DATA SUPPLIED >>
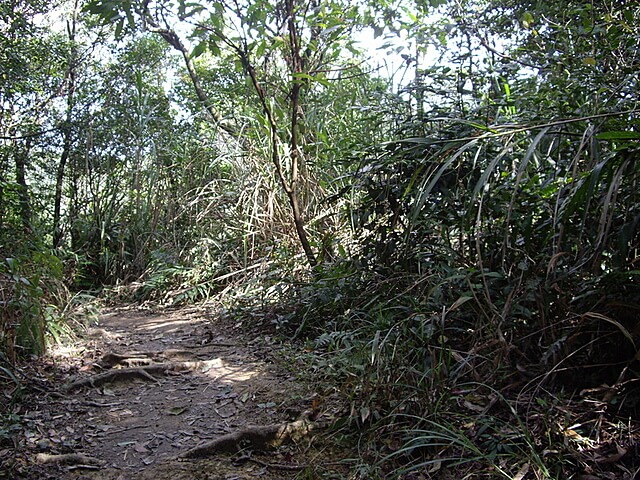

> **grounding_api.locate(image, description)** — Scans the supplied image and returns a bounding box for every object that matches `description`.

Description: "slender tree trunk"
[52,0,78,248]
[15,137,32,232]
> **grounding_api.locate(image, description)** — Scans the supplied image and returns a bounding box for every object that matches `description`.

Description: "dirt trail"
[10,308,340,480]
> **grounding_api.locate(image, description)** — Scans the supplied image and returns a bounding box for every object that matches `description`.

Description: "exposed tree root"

---

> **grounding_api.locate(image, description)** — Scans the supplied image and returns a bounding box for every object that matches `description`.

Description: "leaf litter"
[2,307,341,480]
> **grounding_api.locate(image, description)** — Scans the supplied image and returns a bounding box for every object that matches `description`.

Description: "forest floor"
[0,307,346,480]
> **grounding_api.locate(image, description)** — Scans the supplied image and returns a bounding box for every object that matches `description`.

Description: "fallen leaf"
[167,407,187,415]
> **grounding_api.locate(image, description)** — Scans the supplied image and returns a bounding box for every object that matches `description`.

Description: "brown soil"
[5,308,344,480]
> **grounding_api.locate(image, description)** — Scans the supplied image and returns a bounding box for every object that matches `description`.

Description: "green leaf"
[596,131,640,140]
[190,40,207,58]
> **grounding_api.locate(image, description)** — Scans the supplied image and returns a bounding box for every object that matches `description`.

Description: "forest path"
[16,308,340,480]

GOAL >>
Find every line in the entries above that contains the string "leaf" and copy each one. Case counts, so only exact matches qualify.

WRITTEN RESPONSE >>
Description: "leaf litter"
Description: "fallen leaf"
Description: "green leaf"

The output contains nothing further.